* _INSTRUCTIONS TO FOLLOW_: Reproduce the rows below, substituting "Box coordinates" for each occurrence of "Bounding box result" and keeping every other character unchanged.

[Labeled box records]
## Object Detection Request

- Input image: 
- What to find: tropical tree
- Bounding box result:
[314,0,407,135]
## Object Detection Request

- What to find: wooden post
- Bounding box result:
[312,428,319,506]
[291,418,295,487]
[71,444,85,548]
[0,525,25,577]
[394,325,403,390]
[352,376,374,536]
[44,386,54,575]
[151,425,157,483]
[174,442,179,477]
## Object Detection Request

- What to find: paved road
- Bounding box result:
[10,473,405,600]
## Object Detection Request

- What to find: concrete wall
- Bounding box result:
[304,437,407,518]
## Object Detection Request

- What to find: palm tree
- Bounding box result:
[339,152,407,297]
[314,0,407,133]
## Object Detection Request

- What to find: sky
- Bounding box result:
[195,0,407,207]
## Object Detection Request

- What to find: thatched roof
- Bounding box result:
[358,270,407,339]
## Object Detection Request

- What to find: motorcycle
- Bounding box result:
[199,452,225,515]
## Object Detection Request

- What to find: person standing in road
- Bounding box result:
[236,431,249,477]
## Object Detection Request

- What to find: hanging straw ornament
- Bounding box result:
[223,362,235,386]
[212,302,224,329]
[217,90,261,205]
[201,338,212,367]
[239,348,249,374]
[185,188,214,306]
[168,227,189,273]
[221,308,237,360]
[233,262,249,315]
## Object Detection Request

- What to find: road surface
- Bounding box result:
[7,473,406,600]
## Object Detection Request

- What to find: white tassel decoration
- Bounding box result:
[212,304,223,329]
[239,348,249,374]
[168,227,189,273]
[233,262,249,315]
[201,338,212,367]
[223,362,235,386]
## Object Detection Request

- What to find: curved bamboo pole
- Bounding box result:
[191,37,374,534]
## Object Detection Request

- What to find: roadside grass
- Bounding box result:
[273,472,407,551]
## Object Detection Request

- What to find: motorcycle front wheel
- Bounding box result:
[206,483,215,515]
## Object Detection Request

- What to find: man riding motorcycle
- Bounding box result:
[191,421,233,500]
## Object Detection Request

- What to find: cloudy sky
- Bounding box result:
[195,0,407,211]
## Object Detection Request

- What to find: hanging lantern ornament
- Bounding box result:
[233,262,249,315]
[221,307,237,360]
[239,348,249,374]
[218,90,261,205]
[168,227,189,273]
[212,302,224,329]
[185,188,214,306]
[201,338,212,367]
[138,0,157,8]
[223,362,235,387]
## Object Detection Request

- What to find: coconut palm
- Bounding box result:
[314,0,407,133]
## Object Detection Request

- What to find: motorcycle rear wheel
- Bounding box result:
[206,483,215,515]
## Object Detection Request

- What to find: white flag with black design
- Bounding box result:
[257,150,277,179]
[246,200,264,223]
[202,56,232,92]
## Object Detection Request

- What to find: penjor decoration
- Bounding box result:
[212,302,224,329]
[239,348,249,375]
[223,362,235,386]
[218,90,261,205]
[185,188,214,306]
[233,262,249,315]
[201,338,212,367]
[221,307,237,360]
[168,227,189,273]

* _TASK OUTPUT_:
## Object Detection Request

- Input image: 
- What to find: tropical tree
- Box coordinates:
[314,0,407,135]
## Object Detection Request

- What to find: wooden post
- Box coordinates:
[312,428,319,506]
[291,418,295,487]
[71,444,85,548]
[0,525,25,577]
[394,325,403,390]
[352,376,374,536]
[44,386,54,575]
[151,425,157,483]
[174,442,179,477]
## Object Detection Request

- What to find: paved road
- Box coordinates:
[10,473,405,600]
## Object Detection Request

- What to find: concrete wall
- Box coordinates:
[304,437,407,518]
## Object Detection Request

- What to find: palm tree
- Box coordinates:
[339,152,407,297]
[314,0,407,133]
## Object Detection Request

- What to find: sky
- Box coordinates:
[195,0,407,207]
## Object Detection Request

- What to find: thatched roof
- Box coordinates:
[358,270,407,339]
## Object Detection Request

- What to find: motorcycle
- Box coordinates:
[199,452,225,515]
## Object Detection Request

- What to find: person standing in road
- Box coordinates:
[236,431,249,477]
## Object Detection Request

- What to find: hanging straw ornament
- Box coordinates:
[223,362,235,386]
[212,302,224,329]
[217,90,261,205]
[201,338,212,367]
[239,348,249,374]
[185,188,214,306]
[168,227,189,273]
[221,308,237,360]
[233,262,249,315]
## Object Detection Request

- What to find: road surface
- Box coordinates:
[7,473,406,600]
## Object Detection Request

- What to find: white tassel decoration
- Box coordinates:
[212,304,223,329]
[239,348,249,374]
[168,227,189,273]
[233,262,249,315]
[201,338,212,367]
[223,362,235,386]
## Object Detection Request

- What to find: curved bamboo pole
- Box coordinates:
[191,37,374,534]
## Object Detection Request

- What to find: roadside grass
- Box coordinates:
[273,472,407,551]
## Object Detection Request

- What to find: motorcycle front wheel
- Box coordinates:
[206,483,215,515]
## Object Detection Request

- What to find: man riding motorcycle
- Box coordinates:
[191,421,233,500]
## Object Detection Request

- What to find: cloudy sky
- Box coordinates:
[195,0,407,211]
## Object Detection Request

- What to find: hanging lantern ornament
- Box coordinates:
[233,262,249,315]
[221,307,237,360]
[239,348,249,374]
[218,90,261,205]
[168,227,189,273]
[212,302,224,329]
[185,188,214,306]
[201,338,212,367]
[138,0,157,8]
[223,362,235,387]
## Object Detection Request

- What to find: coconut palm
- Box coordinates:
[314,0,407,133]
## Object Detection Request

- What to find: motorcycle rear wheel
- Box coordinates:
[206,483,215,515]
## Object Detection Request

- What to find: white flag with black design
- Box coordinates:
[257,150,277,179]
[246,200,264,223]
[202,56,232,92]
## Object Detection Request

- What to find: penjor decoration
- Box coordinates:
[212,302,224,329]
[239,348,249,375]
[223,362,235,386]
[218,90,261,205]
[185,188,214,306]
[233,262,249,315]
[201,338,212,367]
[221,307,237,360]
[168,227,189,273]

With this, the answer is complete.